Named object pointing entries
■ ■ ■

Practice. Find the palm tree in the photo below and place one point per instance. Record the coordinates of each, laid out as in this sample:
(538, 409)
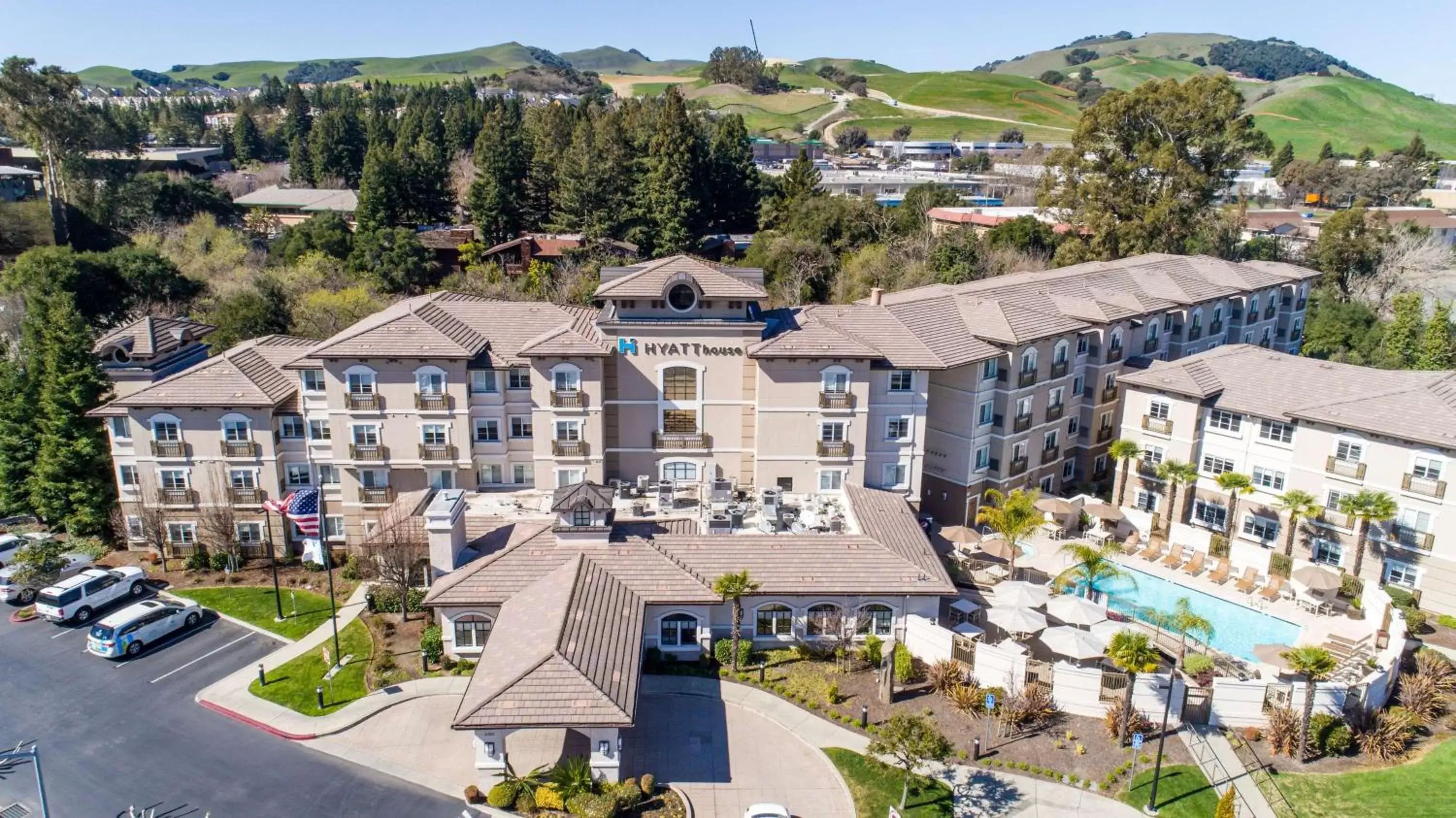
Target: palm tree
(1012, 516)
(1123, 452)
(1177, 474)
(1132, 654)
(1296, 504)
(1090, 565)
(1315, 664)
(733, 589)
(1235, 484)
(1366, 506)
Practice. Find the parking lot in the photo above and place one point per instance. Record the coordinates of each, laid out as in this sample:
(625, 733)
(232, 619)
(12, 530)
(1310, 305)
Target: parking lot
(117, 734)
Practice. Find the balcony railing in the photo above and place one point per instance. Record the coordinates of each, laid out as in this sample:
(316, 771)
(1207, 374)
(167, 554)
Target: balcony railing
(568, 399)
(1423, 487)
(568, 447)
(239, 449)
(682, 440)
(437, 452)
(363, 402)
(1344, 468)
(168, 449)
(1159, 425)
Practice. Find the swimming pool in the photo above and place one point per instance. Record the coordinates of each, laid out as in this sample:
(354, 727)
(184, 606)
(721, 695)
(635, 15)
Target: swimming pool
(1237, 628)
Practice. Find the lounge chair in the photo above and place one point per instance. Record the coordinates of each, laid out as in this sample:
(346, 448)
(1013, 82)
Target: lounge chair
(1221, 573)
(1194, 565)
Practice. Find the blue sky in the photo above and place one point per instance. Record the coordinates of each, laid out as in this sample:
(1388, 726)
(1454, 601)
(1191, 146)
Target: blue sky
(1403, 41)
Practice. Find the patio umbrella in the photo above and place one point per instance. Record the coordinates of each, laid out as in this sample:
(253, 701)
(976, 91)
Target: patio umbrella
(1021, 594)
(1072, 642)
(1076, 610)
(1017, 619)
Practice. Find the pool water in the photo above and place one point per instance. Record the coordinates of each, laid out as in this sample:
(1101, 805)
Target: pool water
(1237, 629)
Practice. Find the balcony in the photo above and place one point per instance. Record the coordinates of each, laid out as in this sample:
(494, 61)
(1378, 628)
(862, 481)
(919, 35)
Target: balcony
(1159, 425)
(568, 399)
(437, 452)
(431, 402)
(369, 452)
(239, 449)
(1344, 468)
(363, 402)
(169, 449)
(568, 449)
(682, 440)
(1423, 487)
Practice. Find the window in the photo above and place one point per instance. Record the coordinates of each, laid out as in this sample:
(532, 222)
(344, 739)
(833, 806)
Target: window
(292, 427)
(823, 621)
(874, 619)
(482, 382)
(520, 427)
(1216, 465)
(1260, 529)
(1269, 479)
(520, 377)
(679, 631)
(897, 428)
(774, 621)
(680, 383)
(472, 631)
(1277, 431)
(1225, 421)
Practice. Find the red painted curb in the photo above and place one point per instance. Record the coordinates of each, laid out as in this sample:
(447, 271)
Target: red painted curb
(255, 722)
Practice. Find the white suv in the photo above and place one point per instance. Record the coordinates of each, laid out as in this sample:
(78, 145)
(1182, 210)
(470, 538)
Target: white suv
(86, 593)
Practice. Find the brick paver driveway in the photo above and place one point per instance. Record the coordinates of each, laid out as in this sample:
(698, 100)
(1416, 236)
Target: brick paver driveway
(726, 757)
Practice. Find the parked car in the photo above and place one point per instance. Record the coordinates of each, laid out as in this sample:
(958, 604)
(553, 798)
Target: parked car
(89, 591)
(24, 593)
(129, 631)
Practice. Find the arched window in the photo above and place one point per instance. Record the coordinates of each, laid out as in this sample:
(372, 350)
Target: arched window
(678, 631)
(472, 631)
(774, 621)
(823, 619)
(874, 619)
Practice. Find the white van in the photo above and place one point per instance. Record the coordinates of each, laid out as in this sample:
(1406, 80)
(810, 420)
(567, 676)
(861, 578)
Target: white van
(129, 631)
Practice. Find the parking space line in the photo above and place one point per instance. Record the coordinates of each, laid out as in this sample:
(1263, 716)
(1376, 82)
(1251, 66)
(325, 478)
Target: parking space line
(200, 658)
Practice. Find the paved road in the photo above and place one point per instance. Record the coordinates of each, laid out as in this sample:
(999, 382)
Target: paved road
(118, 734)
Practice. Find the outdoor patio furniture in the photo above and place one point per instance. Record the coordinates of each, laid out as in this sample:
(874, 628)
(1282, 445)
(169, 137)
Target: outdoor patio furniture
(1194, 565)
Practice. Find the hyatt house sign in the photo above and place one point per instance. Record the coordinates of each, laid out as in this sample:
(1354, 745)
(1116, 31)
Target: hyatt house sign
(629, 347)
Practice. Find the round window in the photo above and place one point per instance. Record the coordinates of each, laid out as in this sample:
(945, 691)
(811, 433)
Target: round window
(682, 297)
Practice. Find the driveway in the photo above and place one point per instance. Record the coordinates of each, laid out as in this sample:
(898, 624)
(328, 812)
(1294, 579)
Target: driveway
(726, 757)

■ ■ ■

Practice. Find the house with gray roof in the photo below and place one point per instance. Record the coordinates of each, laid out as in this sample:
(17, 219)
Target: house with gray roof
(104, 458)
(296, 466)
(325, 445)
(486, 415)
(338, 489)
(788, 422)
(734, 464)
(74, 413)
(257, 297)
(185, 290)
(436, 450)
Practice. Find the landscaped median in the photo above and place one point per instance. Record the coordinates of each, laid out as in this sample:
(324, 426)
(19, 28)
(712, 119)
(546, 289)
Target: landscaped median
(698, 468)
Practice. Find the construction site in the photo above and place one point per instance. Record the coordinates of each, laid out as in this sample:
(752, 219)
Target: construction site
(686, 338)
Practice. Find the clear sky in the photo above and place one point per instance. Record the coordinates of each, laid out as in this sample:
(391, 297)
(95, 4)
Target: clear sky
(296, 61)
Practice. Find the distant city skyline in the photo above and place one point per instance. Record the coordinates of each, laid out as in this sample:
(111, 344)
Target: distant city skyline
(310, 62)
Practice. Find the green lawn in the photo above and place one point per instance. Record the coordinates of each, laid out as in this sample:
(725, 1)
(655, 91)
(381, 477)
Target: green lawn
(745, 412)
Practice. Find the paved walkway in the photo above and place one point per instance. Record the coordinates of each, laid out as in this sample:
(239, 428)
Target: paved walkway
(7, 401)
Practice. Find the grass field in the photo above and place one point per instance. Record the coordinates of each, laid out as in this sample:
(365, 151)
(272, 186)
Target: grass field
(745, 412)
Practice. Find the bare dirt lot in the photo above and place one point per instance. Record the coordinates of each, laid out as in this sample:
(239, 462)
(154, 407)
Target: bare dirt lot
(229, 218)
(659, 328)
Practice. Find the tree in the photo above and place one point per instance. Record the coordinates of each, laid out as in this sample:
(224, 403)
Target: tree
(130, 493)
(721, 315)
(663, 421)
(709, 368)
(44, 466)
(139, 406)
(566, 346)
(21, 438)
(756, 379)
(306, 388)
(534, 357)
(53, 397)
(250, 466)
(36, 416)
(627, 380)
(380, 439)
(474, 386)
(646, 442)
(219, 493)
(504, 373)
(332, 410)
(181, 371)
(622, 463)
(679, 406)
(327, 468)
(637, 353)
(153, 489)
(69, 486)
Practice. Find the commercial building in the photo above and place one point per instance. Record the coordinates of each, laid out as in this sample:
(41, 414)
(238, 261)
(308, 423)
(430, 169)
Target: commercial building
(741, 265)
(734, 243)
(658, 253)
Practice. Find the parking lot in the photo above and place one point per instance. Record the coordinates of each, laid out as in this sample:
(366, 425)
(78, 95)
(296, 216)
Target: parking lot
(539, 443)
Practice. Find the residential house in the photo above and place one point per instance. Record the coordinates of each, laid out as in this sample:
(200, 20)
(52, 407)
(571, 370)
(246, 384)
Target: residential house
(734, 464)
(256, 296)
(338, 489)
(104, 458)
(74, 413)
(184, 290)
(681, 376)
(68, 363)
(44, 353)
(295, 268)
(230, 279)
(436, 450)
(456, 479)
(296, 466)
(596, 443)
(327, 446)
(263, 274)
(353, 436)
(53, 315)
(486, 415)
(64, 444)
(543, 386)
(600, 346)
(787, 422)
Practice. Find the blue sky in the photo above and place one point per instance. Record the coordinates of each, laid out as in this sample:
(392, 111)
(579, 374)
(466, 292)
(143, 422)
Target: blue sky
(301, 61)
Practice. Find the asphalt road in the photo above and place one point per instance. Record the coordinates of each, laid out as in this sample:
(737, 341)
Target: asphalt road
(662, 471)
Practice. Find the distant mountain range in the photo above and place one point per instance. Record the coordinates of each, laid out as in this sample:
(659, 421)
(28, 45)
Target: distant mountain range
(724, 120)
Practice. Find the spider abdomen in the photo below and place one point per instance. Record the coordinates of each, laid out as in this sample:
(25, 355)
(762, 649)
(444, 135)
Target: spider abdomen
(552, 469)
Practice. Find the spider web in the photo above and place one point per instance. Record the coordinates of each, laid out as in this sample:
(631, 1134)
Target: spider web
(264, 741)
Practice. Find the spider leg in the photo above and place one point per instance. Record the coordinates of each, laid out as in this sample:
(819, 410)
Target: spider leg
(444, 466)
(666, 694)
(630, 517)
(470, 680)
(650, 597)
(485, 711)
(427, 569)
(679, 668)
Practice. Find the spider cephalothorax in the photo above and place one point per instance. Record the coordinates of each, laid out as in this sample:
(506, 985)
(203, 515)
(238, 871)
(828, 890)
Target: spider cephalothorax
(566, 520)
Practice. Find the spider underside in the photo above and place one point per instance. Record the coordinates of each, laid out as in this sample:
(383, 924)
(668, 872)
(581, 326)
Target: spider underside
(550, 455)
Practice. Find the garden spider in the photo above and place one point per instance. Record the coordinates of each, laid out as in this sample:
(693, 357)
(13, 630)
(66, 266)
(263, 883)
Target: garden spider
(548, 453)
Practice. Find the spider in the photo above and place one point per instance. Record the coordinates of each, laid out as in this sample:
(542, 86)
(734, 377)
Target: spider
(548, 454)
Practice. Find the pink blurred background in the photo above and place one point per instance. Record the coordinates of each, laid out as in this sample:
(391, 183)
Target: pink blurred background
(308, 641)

■ ■ ■

Directive: Pull out every line of the entries that contains the string "arched", matching case exactly.

Task result:
Practice. Find the arched window in the photo above and place one point per instance. Record the coordinates of each, laid out as in this sample:
Target: arched window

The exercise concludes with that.